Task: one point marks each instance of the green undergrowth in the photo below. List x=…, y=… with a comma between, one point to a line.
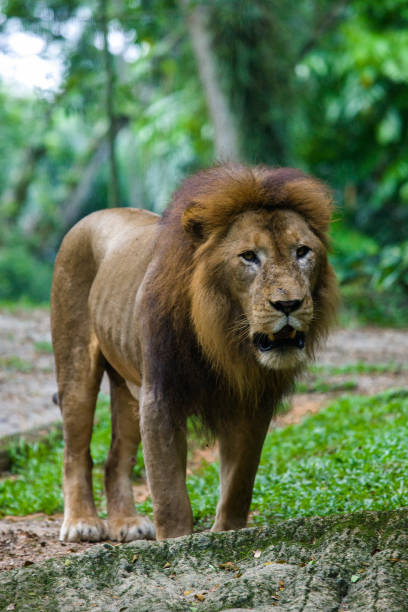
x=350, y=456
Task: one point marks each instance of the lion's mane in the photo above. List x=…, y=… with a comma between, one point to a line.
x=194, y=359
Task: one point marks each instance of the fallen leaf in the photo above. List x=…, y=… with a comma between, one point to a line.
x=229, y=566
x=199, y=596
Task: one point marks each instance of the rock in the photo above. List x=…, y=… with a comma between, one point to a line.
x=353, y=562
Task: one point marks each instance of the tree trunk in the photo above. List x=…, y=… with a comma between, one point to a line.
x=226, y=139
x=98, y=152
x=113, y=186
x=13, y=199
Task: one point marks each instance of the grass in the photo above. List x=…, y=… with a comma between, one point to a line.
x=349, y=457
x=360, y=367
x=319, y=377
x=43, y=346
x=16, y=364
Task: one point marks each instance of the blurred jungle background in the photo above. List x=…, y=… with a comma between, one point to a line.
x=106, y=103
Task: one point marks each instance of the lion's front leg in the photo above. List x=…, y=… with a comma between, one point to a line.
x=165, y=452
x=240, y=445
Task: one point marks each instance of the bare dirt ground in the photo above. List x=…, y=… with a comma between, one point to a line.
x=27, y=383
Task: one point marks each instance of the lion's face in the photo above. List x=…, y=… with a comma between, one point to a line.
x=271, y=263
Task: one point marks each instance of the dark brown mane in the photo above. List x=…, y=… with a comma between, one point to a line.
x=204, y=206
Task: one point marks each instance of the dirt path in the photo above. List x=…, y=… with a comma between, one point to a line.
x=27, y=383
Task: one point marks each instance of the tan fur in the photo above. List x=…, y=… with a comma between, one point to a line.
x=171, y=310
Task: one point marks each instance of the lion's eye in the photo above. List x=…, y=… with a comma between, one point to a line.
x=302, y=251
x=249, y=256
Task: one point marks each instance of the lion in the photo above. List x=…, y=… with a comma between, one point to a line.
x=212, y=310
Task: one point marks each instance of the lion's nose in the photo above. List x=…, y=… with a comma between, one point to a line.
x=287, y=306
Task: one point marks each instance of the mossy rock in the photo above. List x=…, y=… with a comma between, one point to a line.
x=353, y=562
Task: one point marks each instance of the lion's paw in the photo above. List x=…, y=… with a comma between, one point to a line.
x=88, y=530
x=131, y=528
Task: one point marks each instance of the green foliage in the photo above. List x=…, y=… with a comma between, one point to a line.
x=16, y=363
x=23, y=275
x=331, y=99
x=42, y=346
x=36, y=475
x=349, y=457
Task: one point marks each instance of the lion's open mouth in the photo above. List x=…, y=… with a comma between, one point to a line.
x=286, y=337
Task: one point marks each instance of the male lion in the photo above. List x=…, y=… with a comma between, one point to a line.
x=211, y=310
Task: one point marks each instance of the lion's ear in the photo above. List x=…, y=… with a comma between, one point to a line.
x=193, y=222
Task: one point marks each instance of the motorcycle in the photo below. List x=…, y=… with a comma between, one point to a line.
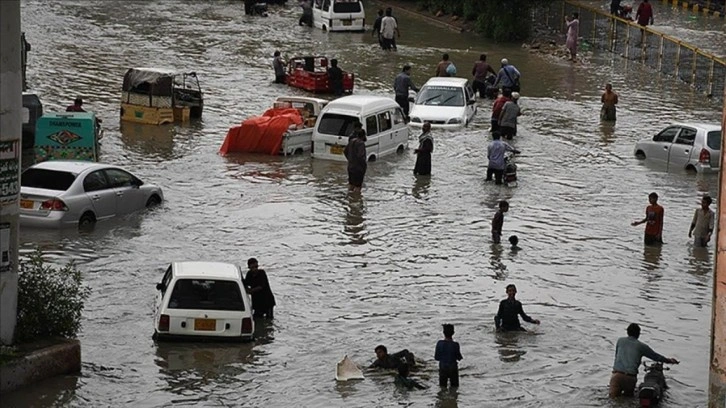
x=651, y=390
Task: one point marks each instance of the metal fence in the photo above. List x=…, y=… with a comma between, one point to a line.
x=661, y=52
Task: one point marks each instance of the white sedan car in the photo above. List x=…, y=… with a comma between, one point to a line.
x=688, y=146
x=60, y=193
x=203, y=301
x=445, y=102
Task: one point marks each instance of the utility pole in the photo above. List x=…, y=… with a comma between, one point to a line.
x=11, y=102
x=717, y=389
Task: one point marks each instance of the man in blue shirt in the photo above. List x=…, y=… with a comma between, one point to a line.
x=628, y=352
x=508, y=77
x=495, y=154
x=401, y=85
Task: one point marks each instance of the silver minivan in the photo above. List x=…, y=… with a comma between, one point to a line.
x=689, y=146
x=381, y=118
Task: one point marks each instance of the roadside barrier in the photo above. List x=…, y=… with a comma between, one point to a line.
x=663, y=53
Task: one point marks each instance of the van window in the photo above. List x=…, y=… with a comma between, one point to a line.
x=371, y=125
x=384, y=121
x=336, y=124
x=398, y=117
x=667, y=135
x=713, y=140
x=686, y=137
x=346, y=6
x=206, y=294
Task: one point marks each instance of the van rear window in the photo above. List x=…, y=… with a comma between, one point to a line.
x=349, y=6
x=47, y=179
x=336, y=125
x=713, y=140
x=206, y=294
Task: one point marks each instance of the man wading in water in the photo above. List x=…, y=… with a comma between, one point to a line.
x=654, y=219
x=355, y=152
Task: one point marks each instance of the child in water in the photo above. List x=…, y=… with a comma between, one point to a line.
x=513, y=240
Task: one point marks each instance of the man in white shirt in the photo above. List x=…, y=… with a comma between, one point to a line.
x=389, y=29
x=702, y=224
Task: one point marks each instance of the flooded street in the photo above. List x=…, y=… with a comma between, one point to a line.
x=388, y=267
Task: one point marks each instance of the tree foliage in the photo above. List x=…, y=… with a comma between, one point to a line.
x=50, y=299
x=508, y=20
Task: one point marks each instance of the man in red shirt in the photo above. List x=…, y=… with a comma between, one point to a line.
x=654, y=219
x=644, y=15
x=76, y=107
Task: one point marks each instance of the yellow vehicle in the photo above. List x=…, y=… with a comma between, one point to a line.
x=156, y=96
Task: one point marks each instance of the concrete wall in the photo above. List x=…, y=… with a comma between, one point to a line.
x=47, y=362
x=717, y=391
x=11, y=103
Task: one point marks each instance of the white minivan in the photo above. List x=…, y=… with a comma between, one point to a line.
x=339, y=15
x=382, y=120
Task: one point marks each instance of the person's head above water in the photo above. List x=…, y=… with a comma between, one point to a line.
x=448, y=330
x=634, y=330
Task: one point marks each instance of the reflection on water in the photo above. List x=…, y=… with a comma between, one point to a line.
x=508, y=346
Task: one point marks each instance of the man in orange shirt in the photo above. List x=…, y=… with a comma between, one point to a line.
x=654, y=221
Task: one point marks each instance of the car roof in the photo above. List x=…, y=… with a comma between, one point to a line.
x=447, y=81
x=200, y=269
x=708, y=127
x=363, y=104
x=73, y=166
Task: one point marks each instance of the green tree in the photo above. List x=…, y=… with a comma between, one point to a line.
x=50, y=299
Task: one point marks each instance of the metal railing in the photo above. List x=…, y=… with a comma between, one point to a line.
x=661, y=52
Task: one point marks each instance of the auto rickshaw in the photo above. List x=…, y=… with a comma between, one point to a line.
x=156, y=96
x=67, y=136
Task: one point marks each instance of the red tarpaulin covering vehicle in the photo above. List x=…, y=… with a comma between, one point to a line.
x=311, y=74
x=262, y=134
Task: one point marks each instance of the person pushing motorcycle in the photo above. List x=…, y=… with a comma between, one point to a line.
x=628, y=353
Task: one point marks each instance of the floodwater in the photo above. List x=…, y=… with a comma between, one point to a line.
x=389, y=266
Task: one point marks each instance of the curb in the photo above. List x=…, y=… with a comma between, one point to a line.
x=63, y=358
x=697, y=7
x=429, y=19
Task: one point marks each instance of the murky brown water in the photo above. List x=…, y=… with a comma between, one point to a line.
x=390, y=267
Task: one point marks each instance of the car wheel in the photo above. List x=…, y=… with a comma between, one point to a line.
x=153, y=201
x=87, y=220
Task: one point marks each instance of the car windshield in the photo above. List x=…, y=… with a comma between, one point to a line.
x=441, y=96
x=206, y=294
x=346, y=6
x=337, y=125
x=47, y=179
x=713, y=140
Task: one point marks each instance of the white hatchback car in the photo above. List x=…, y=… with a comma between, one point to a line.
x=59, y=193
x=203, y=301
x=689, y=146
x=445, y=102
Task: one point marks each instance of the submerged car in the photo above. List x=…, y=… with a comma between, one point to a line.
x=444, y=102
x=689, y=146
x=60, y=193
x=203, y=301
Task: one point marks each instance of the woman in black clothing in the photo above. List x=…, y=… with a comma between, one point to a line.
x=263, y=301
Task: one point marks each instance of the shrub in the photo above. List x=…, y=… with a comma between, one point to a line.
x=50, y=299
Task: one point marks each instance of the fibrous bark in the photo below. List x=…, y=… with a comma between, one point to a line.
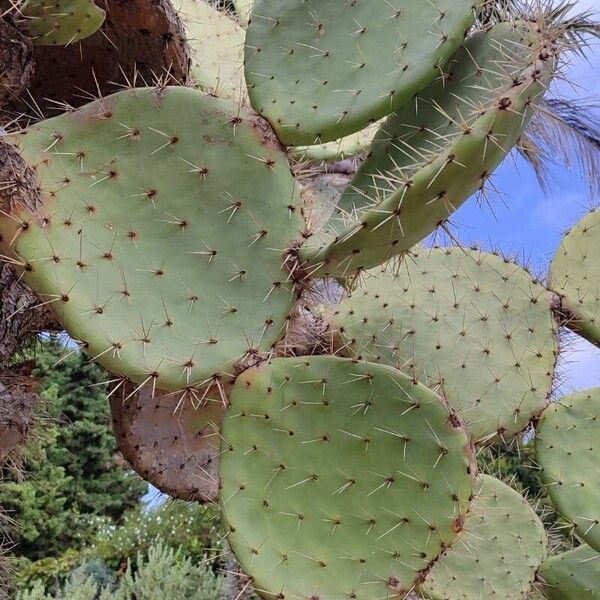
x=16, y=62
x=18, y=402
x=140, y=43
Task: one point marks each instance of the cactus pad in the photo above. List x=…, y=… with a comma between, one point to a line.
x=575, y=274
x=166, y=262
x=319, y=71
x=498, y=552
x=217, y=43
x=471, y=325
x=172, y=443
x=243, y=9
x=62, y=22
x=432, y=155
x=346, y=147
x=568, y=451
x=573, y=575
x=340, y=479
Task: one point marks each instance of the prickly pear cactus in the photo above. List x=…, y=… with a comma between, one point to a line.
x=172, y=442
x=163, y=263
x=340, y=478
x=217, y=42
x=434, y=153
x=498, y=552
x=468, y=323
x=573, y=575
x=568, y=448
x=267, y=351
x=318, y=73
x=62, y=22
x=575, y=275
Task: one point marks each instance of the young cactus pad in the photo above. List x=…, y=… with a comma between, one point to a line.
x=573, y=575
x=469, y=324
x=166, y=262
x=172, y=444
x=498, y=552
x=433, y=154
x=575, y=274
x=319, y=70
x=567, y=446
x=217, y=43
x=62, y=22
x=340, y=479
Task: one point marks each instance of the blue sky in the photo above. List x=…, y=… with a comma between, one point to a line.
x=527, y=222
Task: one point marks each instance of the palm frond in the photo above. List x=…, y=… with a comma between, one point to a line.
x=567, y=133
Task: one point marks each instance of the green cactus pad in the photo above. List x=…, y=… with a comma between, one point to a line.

§ §

> What you have to do: Scale the data from the line holding "Task: one point marks each instance of the fibrous" through the line holding "x=575, y=275", inclusive. Repeat every line, including those that begin with "Task:", but multiply each x and y coordinate by 1.7 and round it to a whole number, with halves rounding up; leave out the pictures.

> Answer:
Task: one point marks each instance of the fibrous bark in the photo below. List x=…, y=… with a comma between, one point to a line.
x=27, y=105
x=31, y=683
x=238, y=73
Task: one point marks each instance of the cactus pad in the photo above. List x=…, y=… with a comma between, one point to a line.
x=978, y=466
x=282, y=445
x=542, y=121
x=847, y=938
x=369, y=73
x=801, y=553
x=292, y=753
x=413, y=15
x=105, y=37
x=734, y=264
x=588, y=250
x=966, y=767
x=974, y=978
x=578, y=814
Task: one point marks each instance of the prickly pear cactus in the photo above. List x=…, y=… with a comma between, one point to a line.
x=292, y=751
x=277, y=447
x=578, y=813
x=369, y=71
x=738, y=260
x=847, y=938
x=796, y=549
x=974, y=978
x=966, y=762
x=454, y=597
x=541, y=124
x=105, y=37
x=978, y=468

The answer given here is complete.